-- start TEXT --
India is a young country, blessed with a favourable demographic dividend. Skill training is, therefore, of utmost importance in order to take advantage of this ready workforce. In fact, population should translate into GDP and economic growth. Several countries have policies regarding migration and our plan is to align India’s certification standards at par with global levels. If a construction worker goes to Singapore in search of a job, then he should have a certification that is recognised in the country he is migrating to, in this case Singapore. Let us look at some figures. India has the youngest workforce where three out of four are in the average age of 20s. Further, 80 lakh Indians need to be employed every year. But, in our country, only 4.69% of the workforce is skilled, as against 58% in the the US and 96% in South Korea, just to take two prominent examples. Added to that, about 1.5 crore job seekers emerge every year, but only 10% of those are industry ready and employable. Therefore, skill training is imperative to take India onto the next pedestal of growth.
There’s much rhetoric around industry-academia skill gap and shortage of industry-ready skilled labour. For this to change, skill training is no more a matter of choice, but rather a matter of indispensability. The government has brought forth interesting initiatives to impart practical education to students so that they are ready to join the workforce quickly. India also needs 2 lakh trainers who need to be trained to train the students in vocational education. NSDC and UK government have set up establishments in Transnational Standards that can train both students and trainers. Sweden has partnered with India and signed an MoU with NSDC to work on skill development programmes. Sweden will also employ Indians. On the domestic front, industry, state and institutional collaboration can play a decisive role in skilling the nation and create a pool of job-ready professionals. It should be understood that the onus of skilling lies with sector councils and institutions, but jobs are created by the market and that should be taken up sincerely to ensure that youth are employable. Moreover, schools needs to undergo a structural change so that there are vocational courses that students can undergo side by side with formal school education. In addition, education in India needs to be job-oriented like is the case in some foreign countries.
The curriculum of the ITIs needs to be updated to make it relevant to modern times. Similarly, soft skills and non-cognitive skills are very important.
India has a high incidence of school and college drop-out cases and most of these drop-outs enrol into vocational training institutes, in order to bag a job. We should not wait for students to drop out of schools and colleges to skill them, rather skill training should be a part of, and integrated into, formal school education. Several private institutions in India are realising this and are making efforts in this direction. Another important area where India lacks is functional literacy. A few reports have noted that a standard five student is not able to solve a standard second mathematics problem. At the same time, aspirations run high in India and, therefore, no one wants a low-paying job. This adds to the problem—90% of Indians don’t earn a livelihood from what they had learned in schools and 90% of Indians don’t learn what they do for a living. Almost everyone learns on the job. While the industry is training new recruits since years, the need is skill training at the starting level. “Catch them young and watch them grow” should be the new mantra.
-- end TEXT --
-- start GIVEN ENTRIES --
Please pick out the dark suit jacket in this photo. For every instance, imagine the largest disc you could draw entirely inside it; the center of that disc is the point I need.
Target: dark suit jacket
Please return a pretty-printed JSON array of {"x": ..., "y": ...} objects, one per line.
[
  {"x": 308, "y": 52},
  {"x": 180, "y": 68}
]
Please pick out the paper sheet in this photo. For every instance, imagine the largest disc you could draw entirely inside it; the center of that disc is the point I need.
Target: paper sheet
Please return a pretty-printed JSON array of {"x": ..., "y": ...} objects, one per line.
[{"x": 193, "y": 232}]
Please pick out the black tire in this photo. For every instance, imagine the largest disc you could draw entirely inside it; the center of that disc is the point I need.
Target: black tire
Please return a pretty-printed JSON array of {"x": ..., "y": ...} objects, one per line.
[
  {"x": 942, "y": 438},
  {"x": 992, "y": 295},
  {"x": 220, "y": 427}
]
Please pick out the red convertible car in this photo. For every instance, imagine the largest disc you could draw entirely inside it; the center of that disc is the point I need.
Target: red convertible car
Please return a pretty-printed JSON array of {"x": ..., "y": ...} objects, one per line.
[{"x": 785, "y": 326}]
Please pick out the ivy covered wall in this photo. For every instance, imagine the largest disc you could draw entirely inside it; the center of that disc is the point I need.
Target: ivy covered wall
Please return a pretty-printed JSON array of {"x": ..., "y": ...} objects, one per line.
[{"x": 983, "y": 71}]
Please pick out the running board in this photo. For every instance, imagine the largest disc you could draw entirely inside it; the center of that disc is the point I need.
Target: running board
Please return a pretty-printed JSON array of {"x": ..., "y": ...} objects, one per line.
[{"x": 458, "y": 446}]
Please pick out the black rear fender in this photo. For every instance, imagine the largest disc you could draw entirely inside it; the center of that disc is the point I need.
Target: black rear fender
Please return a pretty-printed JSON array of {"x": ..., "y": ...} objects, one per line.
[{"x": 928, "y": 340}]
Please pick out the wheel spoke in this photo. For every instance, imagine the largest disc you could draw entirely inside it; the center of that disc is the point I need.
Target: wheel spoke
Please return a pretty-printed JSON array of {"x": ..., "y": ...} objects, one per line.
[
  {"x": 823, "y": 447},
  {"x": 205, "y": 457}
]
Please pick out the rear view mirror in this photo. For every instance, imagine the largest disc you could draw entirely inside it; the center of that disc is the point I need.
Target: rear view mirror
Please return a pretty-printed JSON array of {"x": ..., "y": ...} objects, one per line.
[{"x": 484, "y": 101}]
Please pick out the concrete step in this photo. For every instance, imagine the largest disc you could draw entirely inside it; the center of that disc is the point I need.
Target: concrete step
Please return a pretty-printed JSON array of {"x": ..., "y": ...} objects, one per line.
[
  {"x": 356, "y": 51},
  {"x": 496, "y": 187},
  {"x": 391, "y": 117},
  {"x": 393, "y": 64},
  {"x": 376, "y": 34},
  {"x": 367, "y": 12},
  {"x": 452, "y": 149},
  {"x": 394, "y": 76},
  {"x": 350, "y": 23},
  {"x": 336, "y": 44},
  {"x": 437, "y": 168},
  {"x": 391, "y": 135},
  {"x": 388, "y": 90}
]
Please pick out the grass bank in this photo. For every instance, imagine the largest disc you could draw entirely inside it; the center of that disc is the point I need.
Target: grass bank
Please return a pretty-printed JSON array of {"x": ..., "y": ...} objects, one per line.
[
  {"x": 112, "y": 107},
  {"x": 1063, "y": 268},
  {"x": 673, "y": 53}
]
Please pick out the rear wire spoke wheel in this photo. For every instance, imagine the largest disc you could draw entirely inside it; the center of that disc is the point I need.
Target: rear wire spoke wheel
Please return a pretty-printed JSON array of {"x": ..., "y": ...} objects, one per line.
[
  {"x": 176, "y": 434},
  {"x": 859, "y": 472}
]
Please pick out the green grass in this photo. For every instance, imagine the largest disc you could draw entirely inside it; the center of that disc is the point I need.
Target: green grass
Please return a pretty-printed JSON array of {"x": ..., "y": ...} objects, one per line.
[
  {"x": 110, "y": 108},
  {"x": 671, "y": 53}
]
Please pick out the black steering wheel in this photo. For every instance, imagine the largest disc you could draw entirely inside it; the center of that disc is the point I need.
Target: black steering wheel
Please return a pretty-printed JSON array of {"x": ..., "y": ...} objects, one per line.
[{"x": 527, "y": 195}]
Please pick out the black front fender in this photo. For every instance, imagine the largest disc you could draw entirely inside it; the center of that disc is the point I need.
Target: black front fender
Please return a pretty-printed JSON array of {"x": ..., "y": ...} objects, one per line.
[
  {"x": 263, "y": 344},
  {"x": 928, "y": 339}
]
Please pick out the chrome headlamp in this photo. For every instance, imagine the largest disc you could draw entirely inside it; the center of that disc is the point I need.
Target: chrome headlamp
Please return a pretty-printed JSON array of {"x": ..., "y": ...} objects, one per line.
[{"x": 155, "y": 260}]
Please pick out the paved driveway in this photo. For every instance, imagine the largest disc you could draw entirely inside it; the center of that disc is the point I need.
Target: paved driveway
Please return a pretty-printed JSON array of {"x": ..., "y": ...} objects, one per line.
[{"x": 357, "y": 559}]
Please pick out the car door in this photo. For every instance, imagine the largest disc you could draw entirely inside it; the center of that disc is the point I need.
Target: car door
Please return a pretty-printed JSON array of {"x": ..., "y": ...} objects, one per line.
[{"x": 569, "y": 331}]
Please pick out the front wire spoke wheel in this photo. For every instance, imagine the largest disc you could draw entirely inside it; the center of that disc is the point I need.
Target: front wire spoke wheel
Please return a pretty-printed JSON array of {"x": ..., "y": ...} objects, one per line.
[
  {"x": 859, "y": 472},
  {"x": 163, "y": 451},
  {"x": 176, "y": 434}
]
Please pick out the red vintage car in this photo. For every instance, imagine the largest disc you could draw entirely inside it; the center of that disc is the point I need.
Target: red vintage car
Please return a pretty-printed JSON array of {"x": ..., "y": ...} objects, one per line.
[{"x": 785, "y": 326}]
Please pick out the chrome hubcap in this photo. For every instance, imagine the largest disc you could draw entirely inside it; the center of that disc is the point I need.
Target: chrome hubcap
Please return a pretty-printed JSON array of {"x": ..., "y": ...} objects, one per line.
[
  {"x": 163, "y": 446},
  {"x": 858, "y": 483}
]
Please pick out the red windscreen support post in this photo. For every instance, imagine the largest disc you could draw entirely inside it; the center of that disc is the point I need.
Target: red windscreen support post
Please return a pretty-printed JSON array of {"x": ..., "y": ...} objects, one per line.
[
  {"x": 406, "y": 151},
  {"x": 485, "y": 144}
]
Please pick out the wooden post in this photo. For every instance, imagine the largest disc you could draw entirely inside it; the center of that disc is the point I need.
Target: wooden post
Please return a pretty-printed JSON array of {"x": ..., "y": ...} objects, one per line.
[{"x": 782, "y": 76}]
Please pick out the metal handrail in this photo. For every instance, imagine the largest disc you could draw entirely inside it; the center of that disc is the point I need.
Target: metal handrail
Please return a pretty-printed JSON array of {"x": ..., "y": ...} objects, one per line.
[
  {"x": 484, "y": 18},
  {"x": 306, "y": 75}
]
-- end GIVEN ENTRIES --
**AIM OF THE TASK:**
Write the next part of the text on skill training in India, starting right after its final sentence. The material has no role in this.

**OUTPUT FOR THIS EXERCISE:**
To reap the demographic dividend, we need to equip our youth in skill-sets of the future, and through agencies like NSDC the cause is furthered. India is taking rapid strides in technology and the jobs that are relevant now may not be relevant in the future. The need is to identify future job roles and train people in those very skills required for those very job roles. The industry has to recognise the value of training and skills, and the mindset of the industry has to shift from low labour cost to high productivity. The government has taken initiatives wherein it is offering students opportunities to hone their skills and also get certificates that validate their skills. India is working closely with Germany, the UK, the US and a few other countries to formulate benchmarks and standards in skill certifications. The HRD ministry is handing out certificates to illiterate but skilled people. The certificate will tie in to the aptitude students have. An illiterate child may have the skills that, say, an eighth class student has, and he will be awarded a certificate and can then continue with his education.
The Advanced Training Institutes (ATIs) to skill India are doing well. Steps like the Indian Institute of Skills (on the lines of IIMs and IITs), NSDA (National Skill Development Agency, whose job is to bring in skilling best practices from around the world), Skill University (in Haryana) are commendable. Also, the government has made apprenticeship mandatory for all establishments—all employers need to have 2.5% to 10% apprentices within their employee rolls. As an extension of the endeavour towards skilling India, the government has tied up with countries like the UK, the US, Belarus, Germany, Australia, Austria, among others, in the areas of mechatronics, IT, electronics, etc. The good news is the government is bringing in knowledge, best practices and technology that will contribute towards making India skilled.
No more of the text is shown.